§ Material to process
================

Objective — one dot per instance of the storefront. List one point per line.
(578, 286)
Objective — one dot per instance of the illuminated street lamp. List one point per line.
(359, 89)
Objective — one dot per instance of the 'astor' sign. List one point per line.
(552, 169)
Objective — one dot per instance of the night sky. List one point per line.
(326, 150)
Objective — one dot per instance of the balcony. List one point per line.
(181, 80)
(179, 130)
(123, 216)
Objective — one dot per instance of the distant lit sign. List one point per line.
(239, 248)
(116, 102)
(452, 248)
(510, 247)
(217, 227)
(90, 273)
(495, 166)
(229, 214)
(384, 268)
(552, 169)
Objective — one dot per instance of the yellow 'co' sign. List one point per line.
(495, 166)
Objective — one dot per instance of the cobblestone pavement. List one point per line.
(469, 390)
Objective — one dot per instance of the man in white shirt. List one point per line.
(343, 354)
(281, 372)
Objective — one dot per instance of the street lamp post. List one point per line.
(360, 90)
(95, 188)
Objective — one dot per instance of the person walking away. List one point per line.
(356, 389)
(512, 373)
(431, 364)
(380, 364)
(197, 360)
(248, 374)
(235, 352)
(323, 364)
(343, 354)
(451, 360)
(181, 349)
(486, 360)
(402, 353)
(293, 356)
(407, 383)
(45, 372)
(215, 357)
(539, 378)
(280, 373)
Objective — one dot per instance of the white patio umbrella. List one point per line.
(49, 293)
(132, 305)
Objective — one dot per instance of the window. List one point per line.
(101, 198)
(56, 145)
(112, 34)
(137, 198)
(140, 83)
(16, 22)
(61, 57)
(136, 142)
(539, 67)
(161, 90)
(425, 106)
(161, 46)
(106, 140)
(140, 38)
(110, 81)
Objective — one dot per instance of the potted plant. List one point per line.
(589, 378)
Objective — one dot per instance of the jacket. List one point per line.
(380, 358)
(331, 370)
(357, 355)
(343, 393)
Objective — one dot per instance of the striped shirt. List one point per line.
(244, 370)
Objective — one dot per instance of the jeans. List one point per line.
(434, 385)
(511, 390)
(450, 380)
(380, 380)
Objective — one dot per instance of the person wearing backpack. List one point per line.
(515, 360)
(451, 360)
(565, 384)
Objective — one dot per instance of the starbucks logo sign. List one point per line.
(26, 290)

================

§ Exercise
Without omitting anything, output the entries exactly.

§ Solution to this exercise
Objective — one dot per instance of the storefront. List one point per line.
(578, 286)
Objective — one dot per instance of the illuminated street lamp. List one point per line.
(359, 89)
Objective — one dot per instance of the 'astor' sign. List one point per line.
(552, 169)
Objective — one dot per instance of the night sky. List one point per line.
(326, 150)
Objective — one dot per instance of the balcony. List one point per line.
(181, 80)
(179, 130)
(123, 216)
Objective — one dot per instance of the distant lit sign. List one point per line.
(239, 248)
(116, 102)
(452, 248)
(510, 247)
(217, 227)
(90, 273)
(495, 166)
(229, 214)
(384, 268)
(552, 169)
Objective — one dot per instance of the yellow 'co' sign. List one point per line.
(495, 166)
Objective — one dot per instance of the cobblestone pavement. List one point per line.
(469, 390)
Objective — one dot per instance of the man in white shirt. List one point per line.
(343, 354)
(281, 372)
Objective — one dot per instance of the street lamp post. List one point per line.
(360, 90)
(95, 188)
Objective — one dot per instance of the person walking away. List one point per line.
(356, 389)
(512, 373)
(431, 364)
(380, 364)
(197, 360)
(248, 374)
(235, 352)
(323, 364)
(343, 354)
(451, 360)
(181, 349)
(486, 360)
(402, 353)
(293, 356)
(407, 383)
(45, 372)
(215, 357)
(539, 378)
(280, 373)
Objective — one dot per instance of the white patio umbrella. List one point per line.
(49, 293)
(132, 305)
Objective — one dot per instance of the window. List one point per line.
(101, 198)
(56, 145)
(112, 34)
(137, 198)
(140, 83)
(16, 22)
(61, 57)
(136, 142)
(539, 67)
(161, 90)
(425, 106)
(161, 46)
(106, 140)
(140, 38)
(110, 81)
Objective — one dot per instance of the potted plant. List one point per line.
(589, 378)
Objective — one dot per instance of the jacket. List one point per line.
(380, 358)
(331, 370)
(357, 355)
(343, 393)
Objective — one dot per instance of the striped shirt. List one point per line.
(244, 370)
Objective — one dot per instance of the jeans. List one point per line.
(434, 385)
(511, 390)
(450, 380)
(380, 380)
Objective — one dot per instance of the person wearing backpack. List one point per line.
(515, 360)
(451, 360)
(565, 384)
Objective — one dot per instance of the starbucks logo sign. List one point per line.
(26, 290)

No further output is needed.